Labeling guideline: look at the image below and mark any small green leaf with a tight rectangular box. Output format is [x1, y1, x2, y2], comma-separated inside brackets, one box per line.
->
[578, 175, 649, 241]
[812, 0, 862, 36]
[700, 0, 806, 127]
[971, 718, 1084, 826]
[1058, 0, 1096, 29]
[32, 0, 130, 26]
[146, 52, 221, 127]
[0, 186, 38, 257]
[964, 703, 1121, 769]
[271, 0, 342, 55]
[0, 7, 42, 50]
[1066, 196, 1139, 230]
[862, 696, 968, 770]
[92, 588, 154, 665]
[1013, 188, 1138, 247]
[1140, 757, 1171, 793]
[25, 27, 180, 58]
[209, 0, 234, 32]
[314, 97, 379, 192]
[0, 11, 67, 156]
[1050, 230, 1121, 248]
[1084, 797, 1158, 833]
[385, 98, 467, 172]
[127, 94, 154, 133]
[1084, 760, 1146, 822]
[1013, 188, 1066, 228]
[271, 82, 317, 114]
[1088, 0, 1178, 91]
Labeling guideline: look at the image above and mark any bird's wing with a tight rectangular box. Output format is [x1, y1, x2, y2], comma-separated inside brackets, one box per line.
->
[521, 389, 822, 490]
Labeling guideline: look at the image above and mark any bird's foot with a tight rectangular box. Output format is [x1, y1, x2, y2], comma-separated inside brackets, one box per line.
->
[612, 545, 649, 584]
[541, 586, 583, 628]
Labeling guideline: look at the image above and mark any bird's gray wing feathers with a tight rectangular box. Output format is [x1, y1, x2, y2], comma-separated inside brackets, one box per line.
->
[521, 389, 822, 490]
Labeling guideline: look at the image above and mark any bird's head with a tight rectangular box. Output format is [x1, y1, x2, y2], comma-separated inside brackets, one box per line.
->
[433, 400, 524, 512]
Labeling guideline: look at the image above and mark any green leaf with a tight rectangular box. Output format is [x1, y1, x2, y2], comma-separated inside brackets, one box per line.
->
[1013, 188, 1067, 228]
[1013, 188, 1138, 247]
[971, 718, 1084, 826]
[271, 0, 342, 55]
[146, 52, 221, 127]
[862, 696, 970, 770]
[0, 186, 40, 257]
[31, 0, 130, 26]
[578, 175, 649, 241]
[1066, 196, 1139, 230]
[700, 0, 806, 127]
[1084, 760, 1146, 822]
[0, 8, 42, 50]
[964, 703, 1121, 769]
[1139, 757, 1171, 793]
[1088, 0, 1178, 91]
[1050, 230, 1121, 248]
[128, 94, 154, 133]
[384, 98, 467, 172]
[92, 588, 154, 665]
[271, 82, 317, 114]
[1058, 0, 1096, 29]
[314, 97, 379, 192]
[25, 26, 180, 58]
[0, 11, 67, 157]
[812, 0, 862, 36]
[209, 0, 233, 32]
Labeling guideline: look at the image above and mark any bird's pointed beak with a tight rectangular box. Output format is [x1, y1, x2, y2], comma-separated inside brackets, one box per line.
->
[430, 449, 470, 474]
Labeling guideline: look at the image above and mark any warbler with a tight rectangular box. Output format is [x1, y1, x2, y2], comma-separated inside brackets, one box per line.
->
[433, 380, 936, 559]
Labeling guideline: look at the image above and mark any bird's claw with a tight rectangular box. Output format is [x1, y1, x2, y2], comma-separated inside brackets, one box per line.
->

What you should do> Copy every entry above verbatim, without changing a character.

Complete output>
Labeling guideline: look at the image below and mark any small green leaf with a tight rectangular box. Output format is [x1, y1, x2, y2], comma-separated inside brackets, one box per line.
->
[578, 175, 649, 241]
[812, 0, 862, 36]
[700, 0, 806, 127]
[971, 718, 1084, 826]
[1058, 0, 1096, 29]
[32, 0, 130, 26]
[146, 52, 221, 127]
[0, 186, 38, 257]
[964, 703, 1121, 769]
[271, 0, 342, 55]
[0, 7, 42, 50]
[1066, 196, 1139, 230]
[862, 696, 968, 770]
[92, 588, 154, 665]
[1013, 188, 1138, 247]
[1140, 757, 1171, 793]
[25, 27, 180, 58]
[209, 0, 234, 32]
[314, 97, 379, 192]
[0, 11, 67, 156]
[1050, 230, 1121, 248]
[1084, 797, 1158, 833]
[385, 98, 467, 172]
[127, 94, 154, 133]
[1084, 760, 1146, 822]
[1013, 188, 1066, 228]
[271, 82, 317, 114]
[1088, 0, 1178, 91]
Labeling guideline: look at the image above and mark any bird's wing with a tight rectangular box. Output format is [x1, y1, x2, y2], comma-separated inside brackets, one box per line.
->
[521, 389, 822, 490]
Labeling guideline: look at the image above and mark any bird's foot with a tight rectangular box. Output format is [x1, y1, x2, y2], comma-separated inside brackets, one box per line.
->
[612, 545, 649, 584]
[541, 586, 583, 628]
Labeling guideline: look at the image above and mark any bird's gray wing feathers with a tight rectangular box. Output format is [x1, y1, x2, y2], comma-separated inside brackets, one box per line.
->
[521, 389, 822, 490]
Labeling guideline: look at the image above and mark any bird's head with a tight rectangular box. Output format is [x1, y1, x2, y2], comma-separated inside brackets, one box per line.
->
[433, 400, 524, 512]
Labeling guideline: look at the image above and mark any green leaf with a tight rectangular box. Output format is [x1, y1, x2, y2], comma-separated inside brackets, one box per line.
->
[1013, 188, 1067, 228]
[1013, 188, 1138, 247]
[971, 718, 1084, 826]
[271, 0, 342, 55]
[146, 52, 221, 127]
[862, 696, 970, 770]
[0, 186, 40, 257]
[31, 0, 130, 26]
[578, 175, 649, 241]
[1066, 196, 1139, 230]
[700, 0, 806, 127]
[1084, 760, 1146, 822]
[0, 8, 42, 50]
[964, 703, 1121, 769]
[1139, 757, 1171, 793]
[1088, 0, 1178, 91]
[1050, 230, 1121, 248]
[128, 94, 154, 133]
[384, 98, 467, 172]
[92, 588, 154, 665]
[271, 82, 317, 114]
[1058, 0, 1096, 29]
[314, 97, 379, 192]
[25, 26, 180, 58]
[0, 11, 67, 157]
[812, 0, 862, 36]
[209, 0, 233, 32]
Labeling guideline: look at the image above and mark any bird's pointed beak with a tight rectangular box. Output format is [x1, y1, x2, y2], comma-separated inside brackets, one box per line.
->
[430, 449, 470, 474]
Labeling guideline: look at the image above and mark any warbler with a tight rectangular box. Output format is [x1, y1, x2, y2], comma-separated inside brackets, one box per line.
->
[433, 380, 936, 559]
Labeling guideline: look at the image above and mark any bird's claw with a tight rectangular box. Output format is [x1, y1, x2, y2], comma-separated inside brackets, one box per line.
->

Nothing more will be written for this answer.